Required work:
1. Translate this sentence from the race text into Spanish: "The race is a 1.2 UCI category race and will be held over a distance of 120 km with the start and finish in Sittard on 24 May 2013."
2. Answer these questions from the race text.
(a) What was the winning time?
(b) Which team did the third-place rider ride for?
(c) Which running of the Holland Hills Classic was the 2013 Boels Rental Hills Classic?
3. In one to three sentences, explain why the race text titled "2013 Boels Rental Hills Classic" also carries the heading "2013 Holland Hills Classic."

Start of Selected text

2013 Boels Rental Hills Classic

Race details
- Dates: 24 May 2013
- Stages: 1
- Distance: 120 km (75 mi)
- Winning time: 3h 11' 42"

Results
- Winner / Ashleigh Moolman (RSA) / (Lotto–Belisol Ladies)
- Second / Annemiek van Vleuten (NED) / (Rabobank-Liv Giant)
- Third / Lizzie Armitstead (GBR) / (Boels–Dolmans Cycling Team)

= 2013 Holland Hills Classic =

The 2013 Boels Rental Hills Classic is the 10th running of the Holland Hills Classic, a women's cycling event in Limburg the Netherlands. The race is a 1.2 UCI category race and will be held over a distance of 120 km with the start and finish in Sittard on 24 May 2013.

End of Selected text
Start of Data

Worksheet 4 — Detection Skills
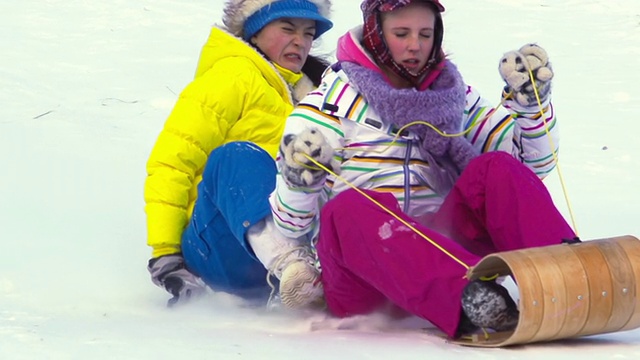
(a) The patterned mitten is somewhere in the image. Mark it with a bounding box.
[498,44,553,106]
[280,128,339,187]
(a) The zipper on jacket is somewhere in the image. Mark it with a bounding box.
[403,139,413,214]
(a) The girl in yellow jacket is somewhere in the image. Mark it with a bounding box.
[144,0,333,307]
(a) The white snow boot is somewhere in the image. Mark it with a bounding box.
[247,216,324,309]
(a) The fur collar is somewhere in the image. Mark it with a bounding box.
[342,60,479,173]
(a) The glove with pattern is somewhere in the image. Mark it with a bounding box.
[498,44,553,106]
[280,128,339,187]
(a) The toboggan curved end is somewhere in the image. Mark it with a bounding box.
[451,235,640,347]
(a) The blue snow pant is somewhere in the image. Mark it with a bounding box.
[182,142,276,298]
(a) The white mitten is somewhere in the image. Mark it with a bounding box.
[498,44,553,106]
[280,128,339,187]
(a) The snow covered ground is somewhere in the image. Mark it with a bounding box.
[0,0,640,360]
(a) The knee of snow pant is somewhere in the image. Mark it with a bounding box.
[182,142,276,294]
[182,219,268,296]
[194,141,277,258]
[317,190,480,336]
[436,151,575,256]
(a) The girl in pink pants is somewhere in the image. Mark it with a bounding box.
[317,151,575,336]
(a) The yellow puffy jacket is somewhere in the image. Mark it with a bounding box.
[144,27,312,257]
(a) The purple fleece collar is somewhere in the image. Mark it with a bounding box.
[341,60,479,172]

End of Data
Start of Data

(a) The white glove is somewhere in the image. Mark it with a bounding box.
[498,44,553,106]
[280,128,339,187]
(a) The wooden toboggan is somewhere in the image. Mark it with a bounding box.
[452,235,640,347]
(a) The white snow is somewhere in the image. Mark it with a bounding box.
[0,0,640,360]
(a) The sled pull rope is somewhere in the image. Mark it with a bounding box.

End of Data

Answers to each task:
1. La carrera es de categoría UCI 1.2 y se disputará sobre una distancia de 120 km, con salida y llegada en Sittard el 24 de mayo de 2013.

2.
(a) 3h 11' 42"
(b) Boels–Dolmans Cycling Team
(c) The 10th

3. The text states that the 2013 Boels Rental Hills Classic is the 10th running of the Holland Hills Classic, a women's cycling event in Limburg, the Netherlands. Both names therefore refer to the same 2013 race.